Brano da leggere>
**********

Io cito lo sketch di Schifani in una vecchia puntata di Mai Dire Domenica: "adesso non è che per due malati dobbiamo mangiare erba tutti quanti!", attirandomi sguardi di rimprovero dai commensali, ma mi offro di svuotare i loro piatti dagli antipasti di affettati e dall'insalata di polipo per lasciargli spazio a una striminzita insalatina.
Il primo sembra rinfrancarli, essendo un risotto. Qualcuno, infame come un Franti d'antan, insinua il sospetto che sia stato fatto con brodo di pollo, ma essendo in un ristorante di micragnosi brianzoli si suppone l'uso del dado, che una preoccupata cameriera giura essere vegetale. Per recuperare, Paolino chiede il bis. E poi il tris. E poi ne chiede ancora. Il cameriere, esacerbato, gli svuota la teglia nel piatto in un instabile montarozzo.

**********

Consegna a>
Trascrivi per intero il brano sul pranzo al ristorante, senza cambiare nulla.
Il brano non ha alcun legame con le voci del dataset.

Voci del dataset:
**********

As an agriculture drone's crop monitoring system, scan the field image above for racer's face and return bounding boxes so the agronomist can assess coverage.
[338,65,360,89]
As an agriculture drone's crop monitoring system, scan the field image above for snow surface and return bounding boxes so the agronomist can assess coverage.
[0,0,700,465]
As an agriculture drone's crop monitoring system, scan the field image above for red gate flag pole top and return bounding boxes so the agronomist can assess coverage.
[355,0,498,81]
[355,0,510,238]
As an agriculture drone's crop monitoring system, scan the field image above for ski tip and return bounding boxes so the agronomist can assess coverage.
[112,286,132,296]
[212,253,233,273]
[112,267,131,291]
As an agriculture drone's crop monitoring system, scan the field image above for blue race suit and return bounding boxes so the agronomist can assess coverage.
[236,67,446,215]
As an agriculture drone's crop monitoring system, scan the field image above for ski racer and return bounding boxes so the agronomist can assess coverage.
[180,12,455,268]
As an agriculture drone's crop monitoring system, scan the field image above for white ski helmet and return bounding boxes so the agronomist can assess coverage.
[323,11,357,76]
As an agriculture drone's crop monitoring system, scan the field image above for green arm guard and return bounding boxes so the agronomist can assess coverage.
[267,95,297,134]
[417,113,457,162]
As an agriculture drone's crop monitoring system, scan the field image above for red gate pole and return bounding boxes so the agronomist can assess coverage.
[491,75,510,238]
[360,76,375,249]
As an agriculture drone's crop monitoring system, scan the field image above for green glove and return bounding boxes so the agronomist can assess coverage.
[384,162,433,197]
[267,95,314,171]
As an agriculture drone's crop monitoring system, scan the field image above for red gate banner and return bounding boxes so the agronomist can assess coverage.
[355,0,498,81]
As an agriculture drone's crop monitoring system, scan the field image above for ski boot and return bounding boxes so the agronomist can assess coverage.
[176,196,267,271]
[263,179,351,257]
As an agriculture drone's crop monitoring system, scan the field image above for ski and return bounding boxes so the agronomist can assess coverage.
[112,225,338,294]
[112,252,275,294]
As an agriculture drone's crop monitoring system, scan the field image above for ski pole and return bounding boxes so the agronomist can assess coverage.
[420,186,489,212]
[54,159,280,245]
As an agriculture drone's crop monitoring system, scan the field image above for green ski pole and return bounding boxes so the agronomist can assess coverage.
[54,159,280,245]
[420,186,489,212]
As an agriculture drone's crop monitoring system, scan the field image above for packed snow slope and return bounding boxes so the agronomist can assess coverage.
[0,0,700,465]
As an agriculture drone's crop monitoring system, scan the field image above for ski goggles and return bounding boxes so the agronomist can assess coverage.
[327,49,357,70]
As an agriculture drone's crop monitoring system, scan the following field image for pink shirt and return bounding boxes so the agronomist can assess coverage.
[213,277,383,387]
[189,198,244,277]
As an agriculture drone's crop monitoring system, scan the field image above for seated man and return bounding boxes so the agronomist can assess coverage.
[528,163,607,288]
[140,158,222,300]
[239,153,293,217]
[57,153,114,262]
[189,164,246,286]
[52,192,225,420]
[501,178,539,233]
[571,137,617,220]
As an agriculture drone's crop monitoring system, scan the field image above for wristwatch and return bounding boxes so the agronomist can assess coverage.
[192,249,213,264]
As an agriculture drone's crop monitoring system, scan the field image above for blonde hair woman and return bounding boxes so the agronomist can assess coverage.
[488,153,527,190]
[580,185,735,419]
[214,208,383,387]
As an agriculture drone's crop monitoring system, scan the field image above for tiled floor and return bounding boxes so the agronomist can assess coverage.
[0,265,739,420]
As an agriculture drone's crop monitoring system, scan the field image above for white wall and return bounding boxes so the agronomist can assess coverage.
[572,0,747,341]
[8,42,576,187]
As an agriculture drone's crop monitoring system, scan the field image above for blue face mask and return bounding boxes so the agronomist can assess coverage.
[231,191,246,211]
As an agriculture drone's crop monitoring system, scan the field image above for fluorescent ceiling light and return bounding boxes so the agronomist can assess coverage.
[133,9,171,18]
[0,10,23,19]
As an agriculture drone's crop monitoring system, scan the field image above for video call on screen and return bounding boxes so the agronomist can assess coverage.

**********

Consegna b>
Riporta come elenco numerato le voci del dataset dalla riga che contiene "above for packed" fino alla fine delle voci, estremi compresi, tralasciando le righe vuote.

Risposta completa a>
Io cito lo sketch di Schifani in una vecchia puntata di Mai Dire Domenica: "adesso non è che per due malati dobbiamo mangiare erba tutti quanti!", attirandomi sguardi di rimprovero dai commensali, ma mi offro di svuotare i loro piatti dagli antipasti di affettati e dall'insalata di polipo per lasciargli spazio a una striminzita insalatina.
Il primo sembra rinfrancarli, essendo un risotto. Qualcuno, infame come un Franti d'antan, insinua il sospetto che sia stato fatto con brodo di pollo, ma essendo in un ristorante di micragnosi brianzoli si suppone l'uso del dado, che una preoccupata cameriera giura essere vegetale. Per recuperare, Paolino chiede il bis. E poi il tris. E poi ne chiede ancora. Il cameriere, esacerbato, gli svuota la teglia nel piatto in un instabile montarozzo.

Risposta completa b>
1. As an agriculture drone's crop monitoring system, scan the field image above for packed snow slope and return bounding boxes so the agronomist can assess coverage.
2. [0,0,700,465]
3. As an agriculture drone's crop monitoring system, scan the field image above for ski goggles and return bounding boxes so the agronomist can assess coverage.
4. [327,49,357,70]
5. As an agriculture drone's crop monitoring system, scan the following field image for pink shirt and return bounding boxes so the agronomist can assess coverage.
6. [213,277,383,387]
7. [189,198,244,277]
8. As an agriculture drone's crop monitoring system, scan the field image above for seated man and return bounding boxes so the agronomist can assess coverage.
9. [528,163,607,288]
10. [140,158,222,300]
11. [239,153,293,217]
12. [57,153,114,262]
13. [189,164,246,286]
14. [52,192,225,420]
15. [501,178,539,233]
16. [571,137,617,220]
17. As an agriculture drone's crop monitoring system, scan the field image above for wristwatch and return bounding boxes so the agronomist can assess coverage.
18. [192,249,213,264]
19. As an agriculture drone's crop monitoring system, scan the field image above for blonde hair woman and return bounding boxes so the agronomist can assess coverage.
20. [488,153,527,190]
21. [580,185,735,419]
22. [214,208,383,387]
23. As an agriculture drone's crop monitoring system, scan the field image above for tiled floor and return bounding boxes so the agronomist can assess coverage.
24. [0,265,739,420]
25. As an agriculture drone's crop monitoring system, scan the field image above for white wall and return bounding boxes so the agronomist can assess coverage.
26. [572,0,747,341]
27. [8,42,576,187]
28. As an agriculture drone's crop monitoring system, scan the field image above for blue face mask and return bounding boxes so the agronomist can assess coverage.
29. [231,191,246,211]
30. As an agriculture drone's crop monitoring system, scan the field image above for fluorescent ceiling light and return bounding boxes so the agronomist can assess coverage.
31. [133,9,171,18]
32. [0,10,23,19]
33. As an agriculture drone's crop monitoring system, scan the field image above for video call on screen and return bounding boxes so the agronomist can assess coverage.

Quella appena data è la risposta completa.